When you reach the line below that has "# each pair looks like [[664, 171]]", start returning lines exactly, and stop after the line that has "# each pair looks like [[61, 168]]"; skip the pictures.
DATA LISTING Block Start
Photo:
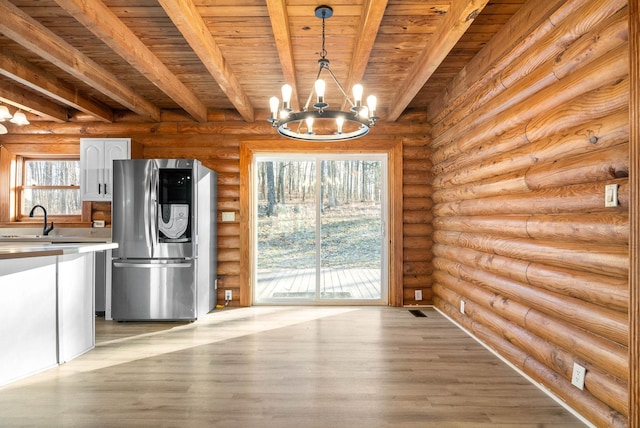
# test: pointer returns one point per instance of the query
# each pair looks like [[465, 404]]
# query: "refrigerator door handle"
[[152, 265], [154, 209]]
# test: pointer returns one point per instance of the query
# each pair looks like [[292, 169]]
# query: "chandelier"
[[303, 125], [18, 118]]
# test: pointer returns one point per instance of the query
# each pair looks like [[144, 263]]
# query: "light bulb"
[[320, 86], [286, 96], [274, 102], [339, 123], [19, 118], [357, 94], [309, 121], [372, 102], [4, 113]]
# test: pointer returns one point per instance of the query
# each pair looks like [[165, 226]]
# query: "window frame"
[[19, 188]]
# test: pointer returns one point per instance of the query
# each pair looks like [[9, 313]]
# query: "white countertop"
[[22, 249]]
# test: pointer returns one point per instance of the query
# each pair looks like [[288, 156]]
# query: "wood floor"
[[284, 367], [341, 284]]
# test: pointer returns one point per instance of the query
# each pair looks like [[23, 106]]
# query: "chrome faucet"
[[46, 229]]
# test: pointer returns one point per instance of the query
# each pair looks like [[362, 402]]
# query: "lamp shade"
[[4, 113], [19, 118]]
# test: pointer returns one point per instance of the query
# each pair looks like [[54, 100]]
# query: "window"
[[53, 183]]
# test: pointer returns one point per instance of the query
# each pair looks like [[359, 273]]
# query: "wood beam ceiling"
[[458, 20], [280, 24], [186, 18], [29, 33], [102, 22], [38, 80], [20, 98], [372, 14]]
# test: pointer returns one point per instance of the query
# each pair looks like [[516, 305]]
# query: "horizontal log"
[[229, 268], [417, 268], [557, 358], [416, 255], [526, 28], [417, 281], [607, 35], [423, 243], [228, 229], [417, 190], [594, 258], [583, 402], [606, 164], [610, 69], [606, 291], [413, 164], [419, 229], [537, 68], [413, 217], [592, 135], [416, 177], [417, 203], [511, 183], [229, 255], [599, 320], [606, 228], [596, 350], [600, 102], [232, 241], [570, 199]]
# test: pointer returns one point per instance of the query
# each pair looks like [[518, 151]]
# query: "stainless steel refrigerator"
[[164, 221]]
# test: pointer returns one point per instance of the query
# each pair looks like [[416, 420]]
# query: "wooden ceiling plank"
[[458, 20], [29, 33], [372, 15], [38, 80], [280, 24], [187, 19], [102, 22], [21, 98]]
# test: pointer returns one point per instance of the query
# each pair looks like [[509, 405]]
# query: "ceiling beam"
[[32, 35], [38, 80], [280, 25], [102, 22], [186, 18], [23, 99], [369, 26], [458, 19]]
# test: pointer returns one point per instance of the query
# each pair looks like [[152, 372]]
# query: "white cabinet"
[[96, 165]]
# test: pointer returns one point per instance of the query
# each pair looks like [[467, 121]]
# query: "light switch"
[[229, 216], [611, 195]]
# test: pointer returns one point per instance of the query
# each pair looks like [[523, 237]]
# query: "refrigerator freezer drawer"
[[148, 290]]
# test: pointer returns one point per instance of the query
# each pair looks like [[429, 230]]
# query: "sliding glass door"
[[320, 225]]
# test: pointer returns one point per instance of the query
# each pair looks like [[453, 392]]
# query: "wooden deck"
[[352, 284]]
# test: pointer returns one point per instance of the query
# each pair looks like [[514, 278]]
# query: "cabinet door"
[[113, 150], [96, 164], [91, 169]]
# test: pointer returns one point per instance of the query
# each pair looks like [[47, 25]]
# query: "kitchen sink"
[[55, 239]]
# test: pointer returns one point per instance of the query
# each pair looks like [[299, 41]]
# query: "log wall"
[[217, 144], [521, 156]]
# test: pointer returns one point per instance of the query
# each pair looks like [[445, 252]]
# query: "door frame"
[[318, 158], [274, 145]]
DATA LISTING Block End
DATA LISTING Block Start
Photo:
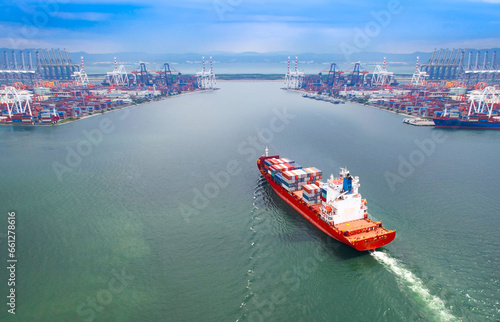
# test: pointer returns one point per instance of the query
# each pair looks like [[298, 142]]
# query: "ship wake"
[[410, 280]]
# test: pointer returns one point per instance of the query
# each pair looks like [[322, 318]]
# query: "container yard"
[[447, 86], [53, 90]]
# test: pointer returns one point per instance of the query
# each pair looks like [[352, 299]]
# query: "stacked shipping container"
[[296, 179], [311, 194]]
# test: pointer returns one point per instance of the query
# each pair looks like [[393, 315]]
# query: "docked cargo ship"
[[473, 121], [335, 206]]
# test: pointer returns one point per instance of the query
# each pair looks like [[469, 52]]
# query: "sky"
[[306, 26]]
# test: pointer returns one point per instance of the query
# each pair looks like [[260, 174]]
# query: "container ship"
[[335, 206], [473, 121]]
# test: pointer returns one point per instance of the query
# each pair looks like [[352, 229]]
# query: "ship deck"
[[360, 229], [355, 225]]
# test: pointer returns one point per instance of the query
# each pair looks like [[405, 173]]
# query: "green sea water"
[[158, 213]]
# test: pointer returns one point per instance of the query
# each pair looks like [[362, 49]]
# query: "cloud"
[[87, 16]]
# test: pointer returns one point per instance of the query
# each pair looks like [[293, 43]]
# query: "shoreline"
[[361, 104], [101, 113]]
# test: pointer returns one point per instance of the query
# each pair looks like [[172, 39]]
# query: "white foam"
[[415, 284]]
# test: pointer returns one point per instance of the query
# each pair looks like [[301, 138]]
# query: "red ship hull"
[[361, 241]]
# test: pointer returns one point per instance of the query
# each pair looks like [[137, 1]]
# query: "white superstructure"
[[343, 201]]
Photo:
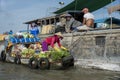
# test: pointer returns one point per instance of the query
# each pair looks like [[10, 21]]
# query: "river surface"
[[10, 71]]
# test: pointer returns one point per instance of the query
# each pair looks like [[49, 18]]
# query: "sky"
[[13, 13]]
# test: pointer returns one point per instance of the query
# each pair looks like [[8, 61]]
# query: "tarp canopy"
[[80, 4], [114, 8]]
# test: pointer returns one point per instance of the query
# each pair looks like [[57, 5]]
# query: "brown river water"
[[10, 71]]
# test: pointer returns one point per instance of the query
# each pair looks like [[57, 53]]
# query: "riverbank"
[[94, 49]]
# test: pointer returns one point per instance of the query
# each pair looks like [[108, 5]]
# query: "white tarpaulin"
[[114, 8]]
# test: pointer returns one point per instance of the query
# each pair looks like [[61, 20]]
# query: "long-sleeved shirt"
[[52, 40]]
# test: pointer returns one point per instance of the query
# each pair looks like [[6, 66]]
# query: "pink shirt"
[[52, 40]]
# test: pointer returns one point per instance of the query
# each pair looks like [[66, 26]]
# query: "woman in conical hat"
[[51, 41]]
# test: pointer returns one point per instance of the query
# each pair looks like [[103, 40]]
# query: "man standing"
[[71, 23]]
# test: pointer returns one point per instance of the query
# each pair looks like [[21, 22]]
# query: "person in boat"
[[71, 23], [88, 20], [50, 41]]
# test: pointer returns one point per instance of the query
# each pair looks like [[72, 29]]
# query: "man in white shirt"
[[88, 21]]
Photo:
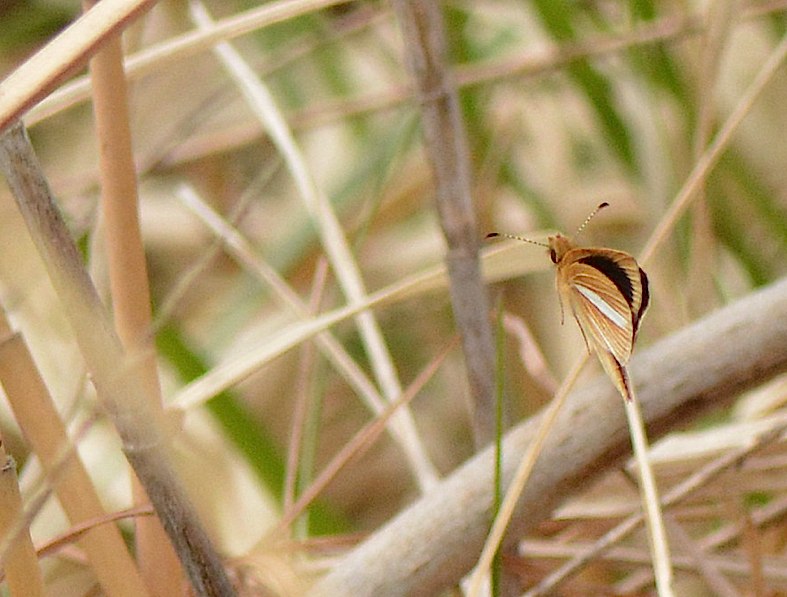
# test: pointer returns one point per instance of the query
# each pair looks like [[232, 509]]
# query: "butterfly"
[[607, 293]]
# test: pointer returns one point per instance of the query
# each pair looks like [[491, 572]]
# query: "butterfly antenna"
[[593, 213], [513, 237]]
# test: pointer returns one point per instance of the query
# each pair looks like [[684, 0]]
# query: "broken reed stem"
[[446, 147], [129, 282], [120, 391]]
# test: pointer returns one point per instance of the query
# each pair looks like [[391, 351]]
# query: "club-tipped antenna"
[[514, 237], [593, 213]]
DATA LISTING Block End
DATA LISTING Block Start
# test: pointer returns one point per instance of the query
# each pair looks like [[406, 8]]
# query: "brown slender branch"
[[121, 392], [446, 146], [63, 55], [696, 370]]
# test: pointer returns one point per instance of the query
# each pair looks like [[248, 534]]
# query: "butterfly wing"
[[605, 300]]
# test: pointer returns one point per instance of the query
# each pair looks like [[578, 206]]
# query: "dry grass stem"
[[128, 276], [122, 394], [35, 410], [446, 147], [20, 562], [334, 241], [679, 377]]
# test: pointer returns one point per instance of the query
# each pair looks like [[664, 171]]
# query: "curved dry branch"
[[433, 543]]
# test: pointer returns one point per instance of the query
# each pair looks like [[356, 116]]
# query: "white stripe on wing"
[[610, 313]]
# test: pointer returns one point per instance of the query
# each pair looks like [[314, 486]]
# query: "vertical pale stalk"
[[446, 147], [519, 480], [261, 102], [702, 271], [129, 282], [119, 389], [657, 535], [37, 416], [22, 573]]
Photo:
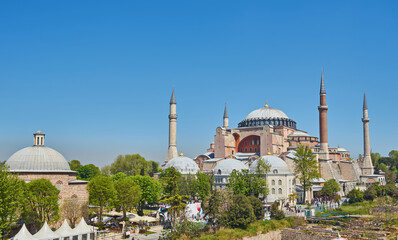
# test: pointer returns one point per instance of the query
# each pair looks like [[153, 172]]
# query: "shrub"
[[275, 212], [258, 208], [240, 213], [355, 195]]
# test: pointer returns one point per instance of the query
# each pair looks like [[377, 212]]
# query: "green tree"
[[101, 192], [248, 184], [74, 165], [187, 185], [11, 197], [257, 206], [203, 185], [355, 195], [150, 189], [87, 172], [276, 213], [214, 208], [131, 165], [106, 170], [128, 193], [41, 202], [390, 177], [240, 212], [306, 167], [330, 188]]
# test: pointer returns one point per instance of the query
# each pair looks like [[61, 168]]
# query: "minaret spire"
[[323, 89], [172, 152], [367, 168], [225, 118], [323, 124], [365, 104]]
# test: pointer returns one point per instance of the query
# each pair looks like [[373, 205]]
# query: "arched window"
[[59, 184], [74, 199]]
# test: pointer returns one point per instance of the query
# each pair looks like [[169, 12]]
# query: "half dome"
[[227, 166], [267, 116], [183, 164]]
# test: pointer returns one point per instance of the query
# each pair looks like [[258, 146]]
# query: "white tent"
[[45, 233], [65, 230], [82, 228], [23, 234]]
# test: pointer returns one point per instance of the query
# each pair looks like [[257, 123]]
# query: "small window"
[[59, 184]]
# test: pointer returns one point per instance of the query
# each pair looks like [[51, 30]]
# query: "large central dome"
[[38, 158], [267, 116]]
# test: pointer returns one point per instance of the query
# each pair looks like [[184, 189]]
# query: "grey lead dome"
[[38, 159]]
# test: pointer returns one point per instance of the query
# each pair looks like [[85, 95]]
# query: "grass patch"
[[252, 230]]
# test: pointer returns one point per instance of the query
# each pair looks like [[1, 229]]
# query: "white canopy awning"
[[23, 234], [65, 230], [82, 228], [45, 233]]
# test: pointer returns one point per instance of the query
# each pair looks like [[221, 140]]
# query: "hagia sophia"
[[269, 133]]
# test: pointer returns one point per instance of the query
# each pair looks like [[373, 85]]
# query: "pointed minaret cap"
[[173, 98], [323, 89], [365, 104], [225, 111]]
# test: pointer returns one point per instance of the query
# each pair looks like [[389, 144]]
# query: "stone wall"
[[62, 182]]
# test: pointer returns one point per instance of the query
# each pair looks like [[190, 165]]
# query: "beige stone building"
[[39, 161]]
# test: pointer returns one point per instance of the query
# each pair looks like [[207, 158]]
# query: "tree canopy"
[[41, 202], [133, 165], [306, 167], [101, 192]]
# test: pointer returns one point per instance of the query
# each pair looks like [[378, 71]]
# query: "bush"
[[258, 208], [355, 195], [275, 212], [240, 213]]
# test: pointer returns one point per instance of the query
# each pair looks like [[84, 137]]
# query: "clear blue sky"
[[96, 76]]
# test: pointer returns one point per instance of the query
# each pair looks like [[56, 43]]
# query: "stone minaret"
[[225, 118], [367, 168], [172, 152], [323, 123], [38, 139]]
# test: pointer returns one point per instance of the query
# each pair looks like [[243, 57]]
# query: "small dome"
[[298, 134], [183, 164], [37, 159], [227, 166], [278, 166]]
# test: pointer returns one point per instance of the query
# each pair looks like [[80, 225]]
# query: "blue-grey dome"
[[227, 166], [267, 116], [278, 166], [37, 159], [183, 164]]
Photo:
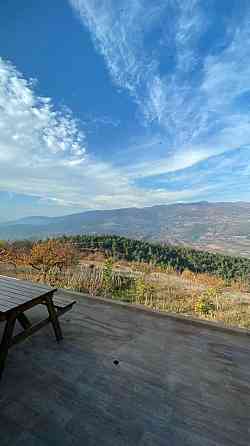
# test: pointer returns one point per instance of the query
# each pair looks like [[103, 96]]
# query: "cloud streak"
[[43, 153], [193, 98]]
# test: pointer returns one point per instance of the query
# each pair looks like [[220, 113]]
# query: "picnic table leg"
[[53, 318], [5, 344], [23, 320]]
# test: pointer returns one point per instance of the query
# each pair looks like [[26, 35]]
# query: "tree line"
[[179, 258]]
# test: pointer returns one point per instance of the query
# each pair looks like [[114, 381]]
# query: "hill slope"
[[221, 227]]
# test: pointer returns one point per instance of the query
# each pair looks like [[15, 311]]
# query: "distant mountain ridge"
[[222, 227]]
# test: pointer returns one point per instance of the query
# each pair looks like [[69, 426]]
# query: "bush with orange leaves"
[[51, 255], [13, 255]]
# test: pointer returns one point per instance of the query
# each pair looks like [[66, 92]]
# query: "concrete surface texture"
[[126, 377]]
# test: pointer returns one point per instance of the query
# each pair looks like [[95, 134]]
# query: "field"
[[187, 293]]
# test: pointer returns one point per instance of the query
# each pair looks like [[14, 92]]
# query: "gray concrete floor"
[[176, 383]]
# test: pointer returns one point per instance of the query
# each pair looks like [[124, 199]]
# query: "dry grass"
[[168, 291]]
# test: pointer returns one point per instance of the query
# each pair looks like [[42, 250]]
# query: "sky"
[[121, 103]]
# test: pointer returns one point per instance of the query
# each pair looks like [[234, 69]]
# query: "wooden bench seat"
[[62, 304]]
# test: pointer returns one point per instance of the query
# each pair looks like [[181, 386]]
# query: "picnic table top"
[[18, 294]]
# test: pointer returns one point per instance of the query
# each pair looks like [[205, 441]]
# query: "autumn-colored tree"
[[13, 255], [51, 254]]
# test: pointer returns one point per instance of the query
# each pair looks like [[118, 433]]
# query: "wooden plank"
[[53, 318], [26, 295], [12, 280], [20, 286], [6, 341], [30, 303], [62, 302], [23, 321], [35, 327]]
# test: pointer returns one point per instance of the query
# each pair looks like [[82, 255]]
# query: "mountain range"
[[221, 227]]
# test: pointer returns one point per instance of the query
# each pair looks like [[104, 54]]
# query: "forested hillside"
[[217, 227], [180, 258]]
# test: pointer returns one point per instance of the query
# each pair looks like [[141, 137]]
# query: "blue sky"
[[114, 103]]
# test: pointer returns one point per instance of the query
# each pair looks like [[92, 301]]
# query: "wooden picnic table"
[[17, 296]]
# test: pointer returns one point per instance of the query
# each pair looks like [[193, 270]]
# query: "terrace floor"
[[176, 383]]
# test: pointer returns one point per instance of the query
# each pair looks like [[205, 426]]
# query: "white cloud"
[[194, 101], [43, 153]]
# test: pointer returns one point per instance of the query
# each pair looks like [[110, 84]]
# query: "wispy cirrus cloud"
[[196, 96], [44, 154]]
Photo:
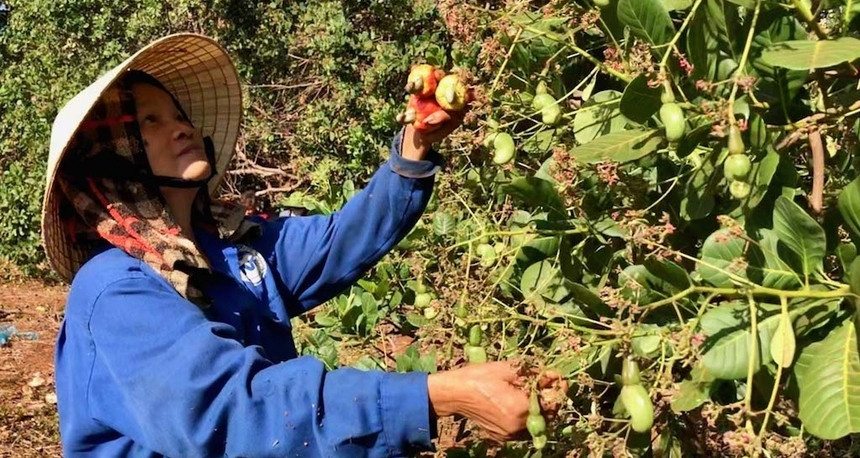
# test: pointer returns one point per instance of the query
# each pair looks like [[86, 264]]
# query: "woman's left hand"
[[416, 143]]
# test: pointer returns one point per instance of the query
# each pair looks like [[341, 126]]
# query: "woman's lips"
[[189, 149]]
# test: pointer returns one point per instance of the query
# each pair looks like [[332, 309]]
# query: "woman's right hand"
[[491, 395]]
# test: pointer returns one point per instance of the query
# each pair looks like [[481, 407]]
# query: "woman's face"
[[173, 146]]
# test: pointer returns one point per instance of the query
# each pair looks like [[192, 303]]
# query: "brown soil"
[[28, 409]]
DATA LISTING Block End
RESPONSE TO THIS TASK →
# each pair looks like [[664, 171]]
# query: "curved dry branch"
[[433, 543]]
# test: pointer returns one point per instance of the query
# each pair looks like [[356, 116]]
# query: "white stripe on wing"
[[610, 313]]
# test: pointer returns one point per instance of the query
# each pair looks like [[314, 486]]
# query: "vertical pale stalk"
[[446, 147], [519, 480], [261, 102], [702, 271], [129, 282], [119, 389], [657, 535], [37, 416], [22, 573]]
Photo:
# test: pointer returns one point per instance of the query
# each pair looks like [[153, 172]]
# query: "shrub"
[[275, 212], [258, 208], [240, 213], [355, 195]]
# test: pointer returns one point per instance of the query
# each pair looks like [[377, 212]]
# query: "green tree"
[[101, 192], [248, 184], [74, 165], [187, 185], [11, 197], [257, 206], [203, 185], [355, 195], [150, 189], [87, 172], [276, 213], [214, 208], [131, 165], [106, 170], [128, 193], [41, 202], [390, 177], [240, 212], [306, 167], [330, 188]]
# test: pointer returns one point per instance of the query
# each pair looks like [[61, 168]]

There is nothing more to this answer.